• [本文抜粋]:
******

人のクローン研究禁止 「入り口」段階から 学術審指針
1998年07月28日
文部省の学術審議会は二十八日、元の動物と遺伝的にまったく同じ個体を誕生させるクローン技術の人への応用研究を禁止する指針を決定した。一九九六年に英国で体細胞を使用したクローン羊「ドリー」が生まれて以来、日本でも今月同じ技術を利用してクローン牛が誕生するなど研究が急速に進む中で、「クローン人間」を食い止めるため、指針はその手始めになる研究も禁じている。日本ではこれまで、人のクローン研究に対し、政府資金を配分しない措置がとられてきたが、規制のための法律や指針はなかった。
この日開かれた学術審総会で、同審議会バイオサイエンス部会(部会長・井村裕夫京大名誉教授)がまとめた「大学等におけるヒトのクローン個体の作製に関する研究の規制に関する指針案」が了承された。文部省は八月中に指針を官報で告示し、大学や文部省関係の研究機関に適用する。 指針は、クローン人間づくりの研究そのものに加え、その前段階といえる、人の体細胞の核を、核を除いた卵細胞に移植す
る研究も禁止した。また、指針に触れる恐れのある研究は、大学などに設ける審査委員会と学術審議会のバイオサイエンス部会に設ける専門委員会で審査を受けなければならないとした。

******

• [データセットからの抜粋]:
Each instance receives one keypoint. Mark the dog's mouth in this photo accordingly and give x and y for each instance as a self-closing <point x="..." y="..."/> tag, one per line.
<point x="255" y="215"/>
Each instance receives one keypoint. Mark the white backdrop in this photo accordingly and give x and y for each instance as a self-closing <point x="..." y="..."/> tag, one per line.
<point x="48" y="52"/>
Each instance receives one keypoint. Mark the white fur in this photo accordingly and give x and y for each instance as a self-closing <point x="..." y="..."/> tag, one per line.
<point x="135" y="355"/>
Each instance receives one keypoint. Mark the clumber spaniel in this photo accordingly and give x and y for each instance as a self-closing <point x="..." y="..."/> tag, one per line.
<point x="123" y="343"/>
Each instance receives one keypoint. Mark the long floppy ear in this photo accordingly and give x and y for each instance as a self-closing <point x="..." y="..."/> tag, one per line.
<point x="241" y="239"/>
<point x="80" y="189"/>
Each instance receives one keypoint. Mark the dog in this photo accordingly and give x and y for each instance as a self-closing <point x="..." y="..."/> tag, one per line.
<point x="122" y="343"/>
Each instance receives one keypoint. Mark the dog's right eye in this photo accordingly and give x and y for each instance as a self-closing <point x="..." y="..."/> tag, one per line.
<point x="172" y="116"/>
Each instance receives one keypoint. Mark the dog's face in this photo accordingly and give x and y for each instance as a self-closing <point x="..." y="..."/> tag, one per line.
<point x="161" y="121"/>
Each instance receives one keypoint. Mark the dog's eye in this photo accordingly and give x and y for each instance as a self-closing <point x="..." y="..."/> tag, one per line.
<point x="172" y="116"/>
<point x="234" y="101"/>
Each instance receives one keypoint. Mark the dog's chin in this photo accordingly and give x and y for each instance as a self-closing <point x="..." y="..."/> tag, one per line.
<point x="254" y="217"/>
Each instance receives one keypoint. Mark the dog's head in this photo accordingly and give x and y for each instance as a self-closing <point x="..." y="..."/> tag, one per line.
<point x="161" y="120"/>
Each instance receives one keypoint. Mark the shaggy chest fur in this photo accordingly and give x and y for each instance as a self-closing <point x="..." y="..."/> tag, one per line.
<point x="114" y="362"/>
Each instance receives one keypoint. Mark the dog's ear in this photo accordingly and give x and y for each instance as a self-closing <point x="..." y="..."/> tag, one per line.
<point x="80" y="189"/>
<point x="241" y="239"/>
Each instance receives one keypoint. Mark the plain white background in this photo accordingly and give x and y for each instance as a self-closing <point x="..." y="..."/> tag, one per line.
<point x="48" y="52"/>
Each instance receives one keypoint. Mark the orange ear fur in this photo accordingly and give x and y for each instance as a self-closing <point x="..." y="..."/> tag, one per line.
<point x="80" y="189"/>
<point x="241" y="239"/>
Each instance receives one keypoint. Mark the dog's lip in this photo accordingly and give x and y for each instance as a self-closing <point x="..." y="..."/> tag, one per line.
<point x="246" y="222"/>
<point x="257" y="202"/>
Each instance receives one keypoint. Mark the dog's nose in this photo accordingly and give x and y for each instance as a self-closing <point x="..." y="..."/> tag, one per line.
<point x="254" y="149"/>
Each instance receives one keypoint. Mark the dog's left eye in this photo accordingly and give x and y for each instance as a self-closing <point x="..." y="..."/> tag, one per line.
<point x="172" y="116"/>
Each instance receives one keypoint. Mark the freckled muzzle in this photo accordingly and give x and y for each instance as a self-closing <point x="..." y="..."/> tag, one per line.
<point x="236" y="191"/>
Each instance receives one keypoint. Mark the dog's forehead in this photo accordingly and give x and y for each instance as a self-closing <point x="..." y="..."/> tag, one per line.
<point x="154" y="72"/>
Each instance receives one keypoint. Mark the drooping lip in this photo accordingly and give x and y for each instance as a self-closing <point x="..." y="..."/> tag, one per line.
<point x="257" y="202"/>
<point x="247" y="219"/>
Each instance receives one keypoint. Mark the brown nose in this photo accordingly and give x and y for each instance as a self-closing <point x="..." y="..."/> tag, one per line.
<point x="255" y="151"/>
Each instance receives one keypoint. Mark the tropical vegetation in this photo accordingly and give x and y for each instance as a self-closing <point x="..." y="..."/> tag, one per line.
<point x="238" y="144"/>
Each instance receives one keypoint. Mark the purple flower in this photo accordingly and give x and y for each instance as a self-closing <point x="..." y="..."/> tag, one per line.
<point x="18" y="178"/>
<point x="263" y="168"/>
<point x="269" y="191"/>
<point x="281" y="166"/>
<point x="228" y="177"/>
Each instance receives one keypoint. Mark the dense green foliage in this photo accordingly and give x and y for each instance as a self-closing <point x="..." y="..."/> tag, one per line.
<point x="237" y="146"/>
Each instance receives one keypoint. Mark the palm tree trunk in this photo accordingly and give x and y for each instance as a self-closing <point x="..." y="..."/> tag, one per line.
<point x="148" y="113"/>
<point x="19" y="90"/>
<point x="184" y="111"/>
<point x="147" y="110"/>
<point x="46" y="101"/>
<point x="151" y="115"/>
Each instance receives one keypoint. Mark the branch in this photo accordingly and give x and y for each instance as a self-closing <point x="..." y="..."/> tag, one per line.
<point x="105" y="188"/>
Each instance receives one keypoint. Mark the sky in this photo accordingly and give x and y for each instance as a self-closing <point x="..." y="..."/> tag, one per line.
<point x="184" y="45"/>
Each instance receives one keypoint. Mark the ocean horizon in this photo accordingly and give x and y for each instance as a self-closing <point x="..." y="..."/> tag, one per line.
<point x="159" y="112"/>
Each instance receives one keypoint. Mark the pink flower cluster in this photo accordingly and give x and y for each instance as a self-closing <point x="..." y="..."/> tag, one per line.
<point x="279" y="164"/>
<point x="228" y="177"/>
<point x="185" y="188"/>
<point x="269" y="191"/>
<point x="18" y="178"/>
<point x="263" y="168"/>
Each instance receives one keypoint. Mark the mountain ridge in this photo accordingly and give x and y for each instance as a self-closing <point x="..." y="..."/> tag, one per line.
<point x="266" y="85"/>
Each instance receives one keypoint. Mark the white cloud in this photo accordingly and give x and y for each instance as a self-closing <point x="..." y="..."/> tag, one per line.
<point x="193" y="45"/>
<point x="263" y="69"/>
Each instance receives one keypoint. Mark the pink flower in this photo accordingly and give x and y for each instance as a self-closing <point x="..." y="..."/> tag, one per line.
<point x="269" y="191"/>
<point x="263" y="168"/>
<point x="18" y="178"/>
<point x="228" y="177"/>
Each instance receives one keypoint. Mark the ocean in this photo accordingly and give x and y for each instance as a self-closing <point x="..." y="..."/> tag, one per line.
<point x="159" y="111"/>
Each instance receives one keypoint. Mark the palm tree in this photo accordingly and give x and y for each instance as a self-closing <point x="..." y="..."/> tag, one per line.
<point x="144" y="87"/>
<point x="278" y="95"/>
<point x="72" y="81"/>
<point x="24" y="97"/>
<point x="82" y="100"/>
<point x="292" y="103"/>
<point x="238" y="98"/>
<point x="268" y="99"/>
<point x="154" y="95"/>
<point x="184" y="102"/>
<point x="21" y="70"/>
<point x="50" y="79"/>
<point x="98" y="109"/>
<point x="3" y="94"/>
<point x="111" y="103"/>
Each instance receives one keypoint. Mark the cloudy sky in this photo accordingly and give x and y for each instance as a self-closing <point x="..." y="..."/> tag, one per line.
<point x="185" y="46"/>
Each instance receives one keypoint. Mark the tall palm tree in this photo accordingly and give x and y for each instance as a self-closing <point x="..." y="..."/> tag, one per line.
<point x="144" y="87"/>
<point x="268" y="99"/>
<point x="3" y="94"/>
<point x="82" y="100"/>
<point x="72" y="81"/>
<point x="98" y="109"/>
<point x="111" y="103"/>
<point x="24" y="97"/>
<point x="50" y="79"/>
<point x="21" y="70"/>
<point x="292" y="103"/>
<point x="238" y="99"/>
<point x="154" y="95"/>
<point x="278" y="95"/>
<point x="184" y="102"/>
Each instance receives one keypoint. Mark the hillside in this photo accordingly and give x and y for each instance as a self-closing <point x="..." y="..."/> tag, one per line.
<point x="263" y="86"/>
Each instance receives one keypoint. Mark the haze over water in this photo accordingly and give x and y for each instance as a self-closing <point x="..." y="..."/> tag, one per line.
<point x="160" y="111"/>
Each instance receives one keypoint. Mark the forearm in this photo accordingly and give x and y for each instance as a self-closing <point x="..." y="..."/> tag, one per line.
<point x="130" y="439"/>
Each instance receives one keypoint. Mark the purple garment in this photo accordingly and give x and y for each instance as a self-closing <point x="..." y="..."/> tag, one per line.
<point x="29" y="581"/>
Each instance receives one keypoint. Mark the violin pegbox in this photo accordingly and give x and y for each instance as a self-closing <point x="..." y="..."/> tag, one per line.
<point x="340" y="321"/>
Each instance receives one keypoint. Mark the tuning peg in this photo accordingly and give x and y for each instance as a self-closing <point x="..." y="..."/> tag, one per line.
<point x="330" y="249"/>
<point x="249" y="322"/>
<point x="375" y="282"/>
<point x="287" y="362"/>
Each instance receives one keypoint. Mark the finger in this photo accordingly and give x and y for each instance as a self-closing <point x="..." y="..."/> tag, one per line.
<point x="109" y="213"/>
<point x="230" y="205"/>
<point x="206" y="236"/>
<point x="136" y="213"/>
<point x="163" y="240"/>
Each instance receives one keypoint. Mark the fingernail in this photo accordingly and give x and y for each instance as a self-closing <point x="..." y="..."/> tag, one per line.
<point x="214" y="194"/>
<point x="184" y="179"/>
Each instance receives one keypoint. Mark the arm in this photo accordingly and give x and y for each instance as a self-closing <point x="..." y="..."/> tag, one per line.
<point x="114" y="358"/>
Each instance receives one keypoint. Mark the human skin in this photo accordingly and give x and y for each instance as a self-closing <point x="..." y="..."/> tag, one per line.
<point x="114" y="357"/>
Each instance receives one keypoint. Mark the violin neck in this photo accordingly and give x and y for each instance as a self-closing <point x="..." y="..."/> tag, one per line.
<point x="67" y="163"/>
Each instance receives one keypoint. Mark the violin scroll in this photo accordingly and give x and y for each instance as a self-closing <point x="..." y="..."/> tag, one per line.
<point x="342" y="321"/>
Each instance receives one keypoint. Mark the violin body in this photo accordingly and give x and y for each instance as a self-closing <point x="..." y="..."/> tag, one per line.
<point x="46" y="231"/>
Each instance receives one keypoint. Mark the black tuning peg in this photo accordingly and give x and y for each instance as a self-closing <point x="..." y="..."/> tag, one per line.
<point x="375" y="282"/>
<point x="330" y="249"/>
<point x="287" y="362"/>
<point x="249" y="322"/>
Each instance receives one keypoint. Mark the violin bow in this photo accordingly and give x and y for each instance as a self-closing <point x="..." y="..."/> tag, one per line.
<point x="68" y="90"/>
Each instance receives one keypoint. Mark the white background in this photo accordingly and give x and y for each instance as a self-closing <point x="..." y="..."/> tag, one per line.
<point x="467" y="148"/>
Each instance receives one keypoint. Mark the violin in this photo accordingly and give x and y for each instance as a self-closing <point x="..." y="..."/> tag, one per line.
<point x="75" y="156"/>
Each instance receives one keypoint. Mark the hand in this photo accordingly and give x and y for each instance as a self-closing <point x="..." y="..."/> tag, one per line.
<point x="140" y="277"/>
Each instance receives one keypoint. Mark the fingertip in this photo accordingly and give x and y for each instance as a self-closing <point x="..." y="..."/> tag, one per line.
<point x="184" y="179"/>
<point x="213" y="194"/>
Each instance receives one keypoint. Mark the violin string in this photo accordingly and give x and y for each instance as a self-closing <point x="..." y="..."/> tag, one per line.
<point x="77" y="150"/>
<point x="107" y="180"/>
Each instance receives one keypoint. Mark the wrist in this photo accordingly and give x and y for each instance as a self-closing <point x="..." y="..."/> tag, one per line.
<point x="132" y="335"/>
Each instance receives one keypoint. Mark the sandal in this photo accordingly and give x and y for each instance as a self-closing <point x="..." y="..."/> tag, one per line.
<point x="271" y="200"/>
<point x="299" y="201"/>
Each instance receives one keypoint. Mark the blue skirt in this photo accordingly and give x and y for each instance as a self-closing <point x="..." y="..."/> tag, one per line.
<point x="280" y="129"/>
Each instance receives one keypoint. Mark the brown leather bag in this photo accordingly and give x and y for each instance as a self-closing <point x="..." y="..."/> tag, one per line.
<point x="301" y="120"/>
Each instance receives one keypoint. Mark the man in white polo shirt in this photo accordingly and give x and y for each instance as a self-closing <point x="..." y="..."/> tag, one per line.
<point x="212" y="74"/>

******

• [作業内容]:
- 1) クローン研究規制の記事をもとに、次の問いに一行ずつ答えてください。
(a) クローン羊「ドリー」は何年に、どこの国で生まれたか。
(b) 指針案をまとめたバイオサイエンス部会の部会長は誰か。
(c) 文部省は指針をいつ官報で告示するとしているか。
- 2) クローン研究規制の記事で、「この日開かれた学術審総会で、」を含む語句で始まり「受けなければならないとした。」で終わる部分を、「官報」を「公報」に変えて書き直してください。
- 3) クローン研究規制の記事の続きを、最後の文の後から書き進めてください。

• [番号別解答]:
- 1)
(a) 一九九六年に英国で生まれた。
(b) 井村裕夫京大名誉教授である。
(c) 八月中に告示するとしている。

- 2)
この日開かれた学術審総会で、同審議会バイオサイエンス部会(部会長・井村裕夫京大名誉教授)がまとめた「大学等におけるヒトのクローン個体の作製に関する研究の規制に関する指針案」が了承された。文部省は八月中に指針を公報で告示し、大学や文部省関係の研究機関に適用する。 指針は、クローン人間づくりの研究そのものに加え、その前段階といえる、人の体細胞の核を、核を除いた卵細胞に移植す
る研究も禁止した。また、指針に触れる恐れのある研究は、大学などに設ける審査委員会と学術審議会のバイオサイエンス部会に設ける専門委員会で審査を受けなければならないとした。

- 3)
一方、人以外の動物のクローン研究は、畜産や医学に有用で推進すべきだという立場から、指針は規制を設けていない。
人のクローン研究について海外では英国やドイツ、フランスでこれを禁じる法律があり、米国では大統領令で国の資金助成を禁止した。日本では昨年三月、学術審や首相の諮問機関である科学技術会議が研究助成金を出さないことを決めたが、その他の措置はとられていなかった。
しかし、大学を中心に今後、クローン研究の分野が拡大していくことが予想されることから、学術審のバイオサイエンス部会の委員は規制の基準を早急に示す必要があるとの見解で一致。昨年来、法律より柔軟できめ細かな対応ができるとして指針作りを進めてきた。学術審は指針を三年ごと、または必要に応じて見直すとしている。
一方、科学技術会議のクローン小委員会は今年六月にまとめた中間報告で、今回指針の対象にならない企業や病院なども含め、人の体細胞の核を卵細胞に移植して細胞分裂させた胚(はい)を母体に移すことを禁じる方針を打ち出し、規制の手段を法律にするか指針にするか、検討している。